▶ Quoted passage:

········

The Foy’s voice had a strange tone and the lipless edges of his open round mouth did not move, but the words formed perfectly. His eyes were making the Foyan gestures of assent as he said, “Give my big hearts to Maude, Ray. Dismember me for Harold’s choir. Tell all the Foys on Sortibackenstrete that I will soon be there.”
posted by Johnny Wallflower at 7:39 AM on March 26, 2014 [5 favorites]


If you were like me, and didn't know the chorus to Give My Regards To Broadway, you'd be excused for not getting the pun.
And now for something entirely different, how do you call a queue to the punch bowl?
posted by hat_eater at 8:11 AM on March 26, 2014


A-and then there's that outrageously long shaggy dog story in Thomas Pynchon's Gravity's Rainbow that Steven Weisberger called the "most elaborately staged pun in all of GR. ... Note that Pynchon has fashioned an entire narrative digression about illicit trading in furs, oarsmen in boats, fur-henchmen, and De Mille -all of it in order to launch this pun."

········

▶ Data under study:
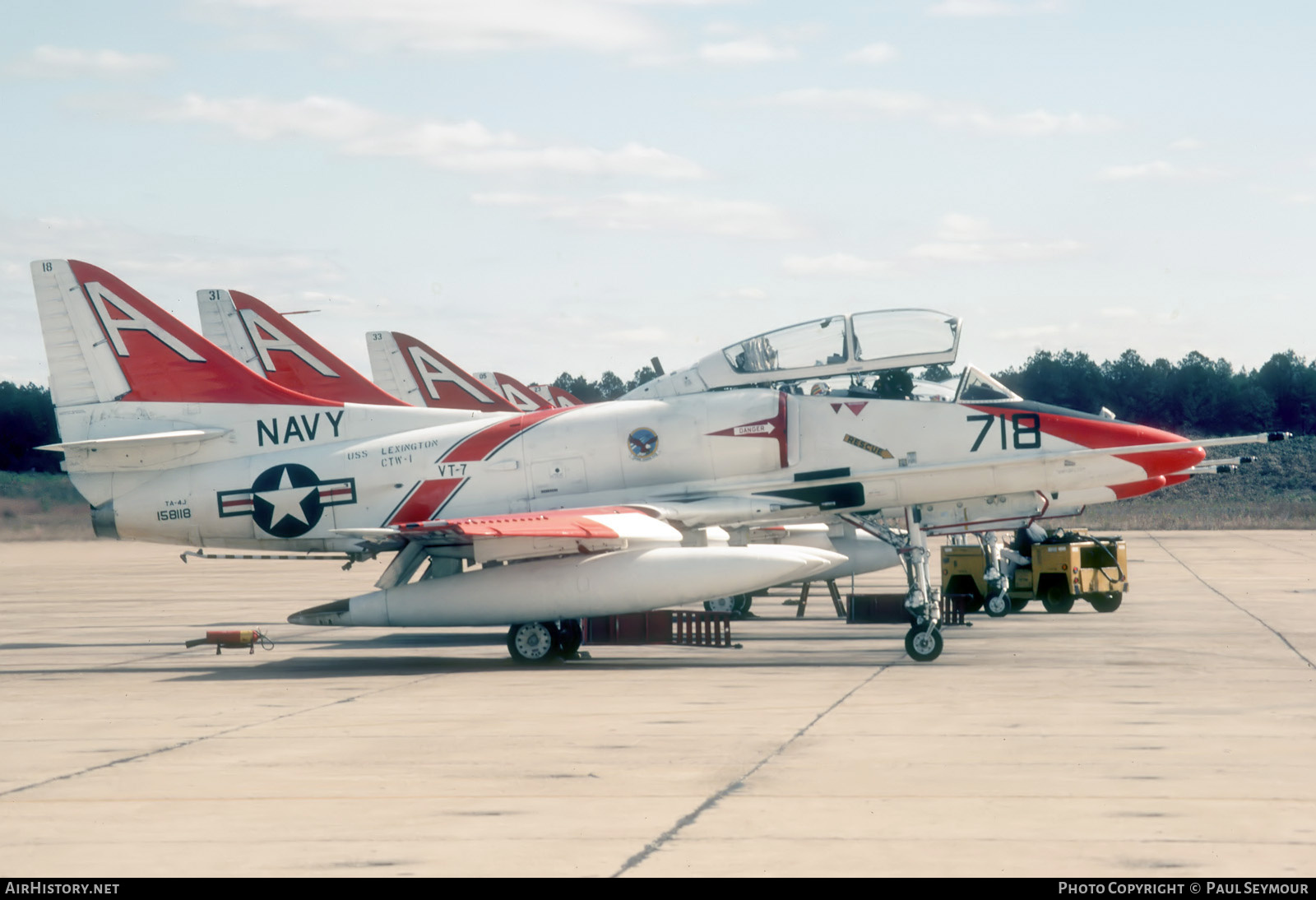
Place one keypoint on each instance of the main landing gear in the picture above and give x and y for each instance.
(541, 643)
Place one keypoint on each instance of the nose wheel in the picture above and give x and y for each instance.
(541, 643)
(923, 643)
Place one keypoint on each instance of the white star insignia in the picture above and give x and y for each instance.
(287, 500)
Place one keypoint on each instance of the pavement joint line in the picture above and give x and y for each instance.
(688, 819)
(1235, 604)
(1269, 546)
(207, 737)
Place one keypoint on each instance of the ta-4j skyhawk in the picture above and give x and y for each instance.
(605, 508)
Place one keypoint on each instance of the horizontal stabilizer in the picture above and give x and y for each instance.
(135, 452)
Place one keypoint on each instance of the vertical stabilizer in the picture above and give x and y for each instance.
(557, 397)
(517, 394)
(420, 375)
(107, 342)
(278, 350)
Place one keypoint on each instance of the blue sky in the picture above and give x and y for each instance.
(537, 186)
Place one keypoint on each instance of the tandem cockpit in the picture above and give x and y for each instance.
(842, 355)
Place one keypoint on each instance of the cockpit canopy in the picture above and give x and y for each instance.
(977, 386)
(824, 348)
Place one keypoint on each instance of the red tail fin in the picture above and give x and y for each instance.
(160, 358)
(557, 397)
(517, 394)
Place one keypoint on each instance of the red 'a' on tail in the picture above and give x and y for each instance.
(105, 342)
(276, 348)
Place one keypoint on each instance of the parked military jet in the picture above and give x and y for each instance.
(603, 508)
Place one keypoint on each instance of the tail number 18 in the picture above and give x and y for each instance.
(1026, 430)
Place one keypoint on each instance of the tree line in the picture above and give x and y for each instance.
(1195, 397)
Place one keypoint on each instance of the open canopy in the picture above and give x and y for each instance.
(822, 348)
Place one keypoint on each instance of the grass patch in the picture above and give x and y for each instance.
(1277, 491)
(39, 507)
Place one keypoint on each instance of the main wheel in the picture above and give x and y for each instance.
(1105, 601)
(923, 645)
(569, 637)
(737, 605)
(532, 643)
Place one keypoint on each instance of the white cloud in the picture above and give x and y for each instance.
(749, 50)
(466, 146)
(966, 239)
(69, 62)
(990, 8)
(131, 253)
(1158, 170)
(948, 114)
(836, 263)
(655, 212)
(464, 26)
(873, 54)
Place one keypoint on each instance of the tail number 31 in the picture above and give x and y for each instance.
(1026, 430)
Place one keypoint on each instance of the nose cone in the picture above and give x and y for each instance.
(1094, 432)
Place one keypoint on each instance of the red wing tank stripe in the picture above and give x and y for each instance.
(429, 498)
(770, 428)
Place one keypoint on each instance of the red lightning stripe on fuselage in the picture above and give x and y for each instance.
(429, 496)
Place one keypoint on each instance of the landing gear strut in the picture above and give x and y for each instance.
(541, 643)
(998, 601)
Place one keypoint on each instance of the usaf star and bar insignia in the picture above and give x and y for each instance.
(287, 500)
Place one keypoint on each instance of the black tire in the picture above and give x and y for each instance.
(1105, 601)
(532, 643)
(736, 604)
(923, 645)
(569, 637)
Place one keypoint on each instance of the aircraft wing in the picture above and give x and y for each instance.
(753, 502)
(421, 375)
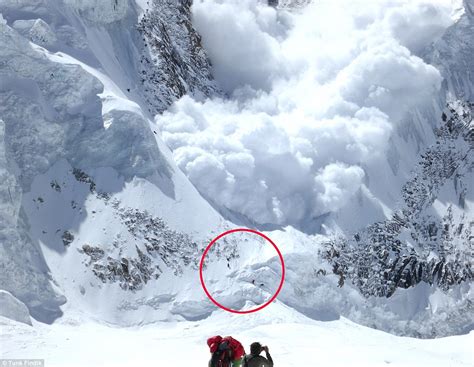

········

▶ To do: Summarize the pun comments in exactly two sentences.

▶ Task answer: One post quotes a passage in which a Foy asks Ray to give his "big hearts" to Maude and to "dismember" him for Harold's choir, and a reply notes that readers who don't know the chorus of "Give My Regards To Broadway" can be excused for missing the pun. Another comment points to a long shaggy dog story in Thomas Pynchon's Gravity's Rainbow that Steven Weisberger called the book's "most elaborately staged pun," a whole digression built to launch it.